■ TASK OBJECTIVE: Look over the entries below. Report how many lines hold the word "doodle", and only that.
···
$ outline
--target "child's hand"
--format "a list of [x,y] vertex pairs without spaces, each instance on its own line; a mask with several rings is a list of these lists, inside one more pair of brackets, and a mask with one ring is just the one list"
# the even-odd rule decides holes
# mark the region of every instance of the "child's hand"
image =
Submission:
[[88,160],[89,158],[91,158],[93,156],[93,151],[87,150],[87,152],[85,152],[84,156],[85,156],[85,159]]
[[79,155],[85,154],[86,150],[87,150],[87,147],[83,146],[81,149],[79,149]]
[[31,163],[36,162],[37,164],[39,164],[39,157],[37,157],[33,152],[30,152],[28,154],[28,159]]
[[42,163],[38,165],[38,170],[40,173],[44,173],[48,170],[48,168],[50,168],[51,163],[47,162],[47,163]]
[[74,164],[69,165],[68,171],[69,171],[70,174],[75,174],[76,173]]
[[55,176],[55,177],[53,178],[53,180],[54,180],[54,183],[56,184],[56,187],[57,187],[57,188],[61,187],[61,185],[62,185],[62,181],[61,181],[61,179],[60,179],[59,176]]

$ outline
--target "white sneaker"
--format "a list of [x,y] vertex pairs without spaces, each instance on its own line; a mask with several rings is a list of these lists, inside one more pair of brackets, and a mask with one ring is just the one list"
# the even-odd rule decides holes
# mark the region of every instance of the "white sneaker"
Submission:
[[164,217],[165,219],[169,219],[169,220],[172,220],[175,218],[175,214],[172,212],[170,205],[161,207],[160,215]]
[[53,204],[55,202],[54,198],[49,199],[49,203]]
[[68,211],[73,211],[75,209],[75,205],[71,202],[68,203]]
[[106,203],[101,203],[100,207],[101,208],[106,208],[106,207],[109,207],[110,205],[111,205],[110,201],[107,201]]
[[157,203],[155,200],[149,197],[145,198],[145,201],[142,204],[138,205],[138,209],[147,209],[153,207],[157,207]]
···
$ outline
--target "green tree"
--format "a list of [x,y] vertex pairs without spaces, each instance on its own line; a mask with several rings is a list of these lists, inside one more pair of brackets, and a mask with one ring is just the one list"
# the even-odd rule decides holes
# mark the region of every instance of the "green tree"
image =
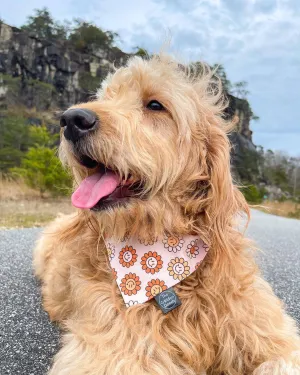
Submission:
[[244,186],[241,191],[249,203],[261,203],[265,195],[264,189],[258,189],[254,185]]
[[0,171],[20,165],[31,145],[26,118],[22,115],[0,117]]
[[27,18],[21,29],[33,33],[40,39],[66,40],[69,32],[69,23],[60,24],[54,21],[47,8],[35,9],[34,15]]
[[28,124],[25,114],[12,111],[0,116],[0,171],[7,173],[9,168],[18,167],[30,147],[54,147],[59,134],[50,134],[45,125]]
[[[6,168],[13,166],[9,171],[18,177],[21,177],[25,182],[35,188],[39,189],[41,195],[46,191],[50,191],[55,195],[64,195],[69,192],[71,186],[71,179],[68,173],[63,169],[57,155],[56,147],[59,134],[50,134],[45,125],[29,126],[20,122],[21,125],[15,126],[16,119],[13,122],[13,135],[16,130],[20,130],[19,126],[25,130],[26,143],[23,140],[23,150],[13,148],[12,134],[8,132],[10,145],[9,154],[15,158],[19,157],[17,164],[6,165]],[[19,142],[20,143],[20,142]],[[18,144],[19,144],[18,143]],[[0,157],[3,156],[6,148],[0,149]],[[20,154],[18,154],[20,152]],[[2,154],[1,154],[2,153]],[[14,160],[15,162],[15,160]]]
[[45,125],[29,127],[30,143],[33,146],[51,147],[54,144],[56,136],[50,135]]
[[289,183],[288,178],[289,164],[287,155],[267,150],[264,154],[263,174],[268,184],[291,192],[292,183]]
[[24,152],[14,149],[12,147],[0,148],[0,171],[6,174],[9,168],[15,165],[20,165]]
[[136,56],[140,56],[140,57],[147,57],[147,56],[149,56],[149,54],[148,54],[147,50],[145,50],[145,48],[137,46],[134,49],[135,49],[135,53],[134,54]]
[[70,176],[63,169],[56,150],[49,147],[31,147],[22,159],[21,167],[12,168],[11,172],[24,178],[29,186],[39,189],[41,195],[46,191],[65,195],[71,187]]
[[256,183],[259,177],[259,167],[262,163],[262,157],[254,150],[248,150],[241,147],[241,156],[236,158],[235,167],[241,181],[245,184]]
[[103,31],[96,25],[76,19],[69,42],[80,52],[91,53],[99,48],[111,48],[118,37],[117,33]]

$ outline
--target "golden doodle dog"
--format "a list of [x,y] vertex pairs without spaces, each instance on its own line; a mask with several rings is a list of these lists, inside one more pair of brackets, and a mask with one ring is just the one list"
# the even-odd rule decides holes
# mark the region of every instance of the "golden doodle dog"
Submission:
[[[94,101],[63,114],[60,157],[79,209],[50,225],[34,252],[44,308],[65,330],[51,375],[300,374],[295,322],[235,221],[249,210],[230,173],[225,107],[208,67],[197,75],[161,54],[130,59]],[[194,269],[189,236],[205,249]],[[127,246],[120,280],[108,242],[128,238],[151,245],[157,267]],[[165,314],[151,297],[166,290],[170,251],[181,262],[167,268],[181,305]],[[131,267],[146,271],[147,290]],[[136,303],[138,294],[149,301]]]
···
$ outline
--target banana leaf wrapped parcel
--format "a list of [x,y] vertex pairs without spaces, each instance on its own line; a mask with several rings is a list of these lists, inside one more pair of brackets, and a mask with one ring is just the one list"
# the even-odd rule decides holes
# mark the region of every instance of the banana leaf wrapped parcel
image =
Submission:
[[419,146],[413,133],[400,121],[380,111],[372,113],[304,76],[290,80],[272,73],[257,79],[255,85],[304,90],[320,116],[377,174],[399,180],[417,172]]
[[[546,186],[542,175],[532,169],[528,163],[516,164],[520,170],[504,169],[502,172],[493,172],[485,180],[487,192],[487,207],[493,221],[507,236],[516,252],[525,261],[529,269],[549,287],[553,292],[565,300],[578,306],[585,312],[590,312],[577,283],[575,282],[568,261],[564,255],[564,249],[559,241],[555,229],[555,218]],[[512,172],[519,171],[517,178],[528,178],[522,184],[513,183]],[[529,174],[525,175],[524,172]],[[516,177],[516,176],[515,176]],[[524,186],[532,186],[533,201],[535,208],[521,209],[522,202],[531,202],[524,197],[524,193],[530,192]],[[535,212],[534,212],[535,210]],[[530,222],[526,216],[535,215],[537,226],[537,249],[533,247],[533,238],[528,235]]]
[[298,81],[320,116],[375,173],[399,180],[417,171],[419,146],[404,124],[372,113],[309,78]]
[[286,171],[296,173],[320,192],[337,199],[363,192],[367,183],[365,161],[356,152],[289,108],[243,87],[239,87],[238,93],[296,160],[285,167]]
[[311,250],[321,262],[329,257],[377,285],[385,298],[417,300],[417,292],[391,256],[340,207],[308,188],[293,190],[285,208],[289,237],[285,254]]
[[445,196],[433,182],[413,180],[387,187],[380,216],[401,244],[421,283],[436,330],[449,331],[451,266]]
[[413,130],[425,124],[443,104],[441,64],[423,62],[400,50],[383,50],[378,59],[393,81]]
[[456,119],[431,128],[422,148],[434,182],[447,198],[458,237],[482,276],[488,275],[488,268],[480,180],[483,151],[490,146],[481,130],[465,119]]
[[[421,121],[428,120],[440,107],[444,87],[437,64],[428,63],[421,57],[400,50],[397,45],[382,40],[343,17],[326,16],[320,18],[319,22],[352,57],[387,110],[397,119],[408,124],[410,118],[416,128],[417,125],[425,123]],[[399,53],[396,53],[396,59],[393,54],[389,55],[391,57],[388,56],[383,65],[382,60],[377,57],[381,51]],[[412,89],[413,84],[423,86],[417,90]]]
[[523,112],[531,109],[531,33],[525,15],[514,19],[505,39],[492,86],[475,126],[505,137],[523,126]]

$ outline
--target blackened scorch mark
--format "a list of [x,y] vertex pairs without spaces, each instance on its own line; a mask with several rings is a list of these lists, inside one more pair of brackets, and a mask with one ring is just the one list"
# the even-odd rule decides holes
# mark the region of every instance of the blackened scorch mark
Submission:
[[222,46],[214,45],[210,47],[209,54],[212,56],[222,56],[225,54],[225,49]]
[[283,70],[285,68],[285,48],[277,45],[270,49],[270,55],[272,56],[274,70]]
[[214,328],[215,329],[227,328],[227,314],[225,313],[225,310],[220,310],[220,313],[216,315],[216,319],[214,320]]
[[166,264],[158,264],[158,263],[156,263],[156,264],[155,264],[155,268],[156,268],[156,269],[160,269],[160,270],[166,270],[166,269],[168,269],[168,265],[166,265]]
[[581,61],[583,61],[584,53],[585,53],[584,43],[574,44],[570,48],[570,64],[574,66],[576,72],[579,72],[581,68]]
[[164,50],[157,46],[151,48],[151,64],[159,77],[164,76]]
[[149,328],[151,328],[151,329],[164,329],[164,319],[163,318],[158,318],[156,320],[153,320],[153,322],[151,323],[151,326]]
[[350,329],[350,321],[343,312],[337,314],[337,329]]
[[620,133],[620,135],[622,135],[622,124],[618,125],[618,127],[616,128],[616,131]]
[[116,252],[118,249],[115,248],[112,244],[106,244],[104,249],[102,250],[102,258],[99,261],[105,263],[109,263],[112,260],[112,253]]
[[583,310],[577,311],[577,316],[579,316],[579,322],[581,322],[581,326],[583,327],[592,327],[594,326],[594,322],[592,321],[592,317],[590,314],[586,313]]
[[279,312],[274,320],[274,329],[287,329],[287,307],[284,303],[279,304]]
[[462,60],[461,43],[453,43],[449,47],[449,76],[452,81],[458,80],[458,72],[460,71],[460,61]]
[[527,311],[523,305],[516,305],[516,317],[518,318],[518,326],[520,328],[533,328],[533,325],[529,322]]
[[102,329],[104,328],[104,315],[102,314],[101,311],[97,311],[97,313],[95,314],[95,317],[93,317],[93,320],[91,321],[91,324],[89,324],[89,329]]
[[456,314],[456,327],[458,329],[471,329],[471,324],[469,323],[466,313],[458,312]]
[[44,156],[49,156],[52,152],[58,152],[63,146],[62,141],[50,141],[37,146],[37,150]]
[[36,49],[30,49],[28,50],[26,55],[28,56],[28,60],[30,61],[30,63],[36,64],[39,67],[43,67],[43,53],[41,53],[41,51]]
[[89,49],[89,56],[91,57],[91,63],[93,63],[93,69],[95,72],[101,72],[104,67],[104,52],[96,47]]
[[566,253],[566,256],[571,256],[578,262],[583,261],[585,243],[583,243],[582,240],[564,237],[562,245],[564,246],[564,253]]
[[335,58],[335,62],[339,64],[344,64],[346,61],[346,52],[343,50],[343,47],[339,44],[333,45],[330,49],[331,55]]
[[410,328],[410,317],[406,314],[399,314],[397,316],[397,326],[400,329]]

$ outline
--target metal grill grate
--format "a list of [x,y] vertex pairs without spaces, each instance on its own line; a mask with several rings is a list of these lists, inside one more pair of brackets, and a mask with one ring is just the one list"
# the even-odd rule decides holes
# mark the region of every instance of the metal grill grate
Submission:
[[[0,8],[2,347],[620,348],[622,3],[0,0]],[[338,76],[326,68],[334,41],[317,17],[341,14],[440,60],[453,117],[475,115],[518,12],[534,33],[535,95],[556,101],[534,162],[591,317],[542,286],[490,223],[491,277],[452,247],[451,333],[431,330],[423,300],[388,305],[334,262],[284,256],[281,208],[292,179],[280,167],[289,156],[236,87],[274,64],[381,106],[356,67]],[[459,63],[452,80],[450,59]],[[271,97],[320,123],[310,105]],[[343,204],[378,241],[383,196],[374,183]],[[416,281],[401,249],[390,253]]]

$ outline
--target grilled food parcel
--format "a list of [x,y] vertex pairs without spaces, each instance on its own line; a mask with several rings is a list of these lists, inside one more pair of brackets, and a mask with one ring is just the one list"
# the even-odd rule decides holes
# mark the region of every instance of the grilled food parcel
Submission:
···
■ WRITTEN ANSWER: 2